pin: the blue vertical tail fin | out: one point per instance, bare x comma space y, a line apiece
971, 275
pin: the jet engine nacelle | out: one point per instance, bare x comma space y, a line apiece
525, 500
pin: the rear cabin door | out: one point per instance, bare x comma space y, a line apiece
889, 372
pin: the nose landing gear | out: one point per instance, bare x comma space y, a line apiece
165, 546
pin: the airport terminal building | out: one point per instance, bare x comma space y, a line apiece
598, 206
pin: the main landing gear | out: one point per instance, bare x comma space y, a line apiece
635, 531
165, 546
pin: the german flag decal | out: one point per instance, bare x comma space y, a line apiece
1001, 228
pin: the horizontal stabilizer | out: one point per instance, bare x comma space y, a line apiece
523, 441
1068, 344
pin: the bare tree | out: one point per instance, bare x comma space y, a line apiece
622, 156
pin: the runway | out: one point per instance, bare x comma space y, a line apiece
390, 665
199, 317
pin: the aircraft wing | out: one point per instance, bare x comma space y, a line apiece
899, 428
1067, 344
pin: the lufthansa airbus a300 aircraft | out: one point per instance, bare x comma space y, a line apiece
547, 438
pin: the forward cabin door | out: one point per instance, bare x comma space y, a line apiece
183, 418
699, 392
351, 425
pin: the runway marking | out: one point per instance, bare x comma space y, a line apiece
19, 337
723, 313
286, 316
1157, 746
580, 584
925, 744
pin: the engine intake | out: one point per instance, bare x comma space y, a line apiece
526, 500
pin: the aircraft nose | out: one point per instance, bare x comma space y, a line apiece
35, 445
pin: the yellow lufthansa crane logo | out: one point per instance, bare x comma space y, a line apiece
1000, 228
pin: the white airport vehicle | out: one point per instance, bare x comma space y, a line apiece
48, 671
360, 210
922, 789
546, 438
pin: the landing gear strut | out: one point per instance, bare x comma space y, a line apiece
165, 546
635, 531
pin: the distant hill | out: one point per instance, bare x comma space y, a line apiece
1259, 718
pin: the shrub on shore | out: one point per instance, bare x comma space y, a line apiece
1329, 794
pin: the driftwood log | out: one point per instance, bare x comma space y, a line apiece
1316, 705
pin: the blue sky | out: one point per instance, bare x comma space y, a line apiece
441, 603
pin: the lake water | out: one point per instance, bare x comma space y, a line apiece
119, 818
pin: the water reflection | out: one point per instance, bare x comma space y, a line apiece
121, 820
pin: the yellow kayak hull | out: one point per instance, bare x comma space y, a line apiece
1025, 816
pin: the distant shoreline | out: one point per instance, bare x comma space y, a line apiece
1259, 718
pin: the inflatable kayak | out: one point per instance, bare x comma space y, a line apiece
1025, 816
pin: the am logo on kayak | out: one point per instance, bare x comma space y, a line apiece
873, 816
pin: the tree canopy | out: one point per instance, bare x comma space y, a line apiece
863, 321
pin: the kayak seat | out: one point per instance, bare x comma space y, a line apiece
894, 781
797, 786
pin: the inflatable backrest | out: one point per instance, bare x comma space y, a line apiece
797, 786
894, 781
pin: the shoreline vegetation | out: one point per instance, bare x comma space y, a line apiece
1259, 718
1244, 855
- - -
Each of the lines from the one holding "pin: the white" through the final line of the entries is to be set down exactly, and no others.

pin: the white airport vehicle | out: one point per instance, bare x comma space y, a line apiece
48, 671
360, 210
922, 789
546, 438
pin: the landing gear strut | out: one point per instance, bare x comma space y, a line apiece
165, 546
635, 531
pin: the distant hill | out: one point per instance, bare x comma space y, a line apiece
1259, 718
pin: the shrub on shore | out: one point per instance, bare x comma space y, a line apiece
1329, 794
pin: the driftwood log | out: one point per instance, bare x comma space y, a line apiece
1316, 705
pin: the blue sky | out: one point per instance, bare x comma space y, a line apiece
441, 603
pin: the lake water | out: one point per instance, bare x comma space y, a line apiece
119, 818
pin: the water reflection | out: one point per instance, bare x comma space y, a line apiece
121, 820
pin: the yellow kayak hull | out: one point per instance, bare x comma space y, a line apiece
1025, 816
pin: the distant shoreline | out: one point per instance, bare x comma space y, a line apiece
1259, 718
pin: the inflatable kayak | out: one point per instance, bare x comma space y, a line apiece
1025, 816
pin: the am logo on kayak | out: one point per instance, bare x comma space y, a line apiece
873, 816
pin: the tree canopy | out: one point per instance, bare x comma space y, a line apiece
863, 321
pin: the kayak seat | out: one point per instance, bare x comma space y, a line apiece
894, 781
797, 786
pin: the inflatable backrest | out: one point per instance, bare x comma space y, a line apiece
797, 786
894, 781
pin: the shoreline vegetation | out: one point per instance, bare x comma space y, a line apiece
1259, 718
1244, 855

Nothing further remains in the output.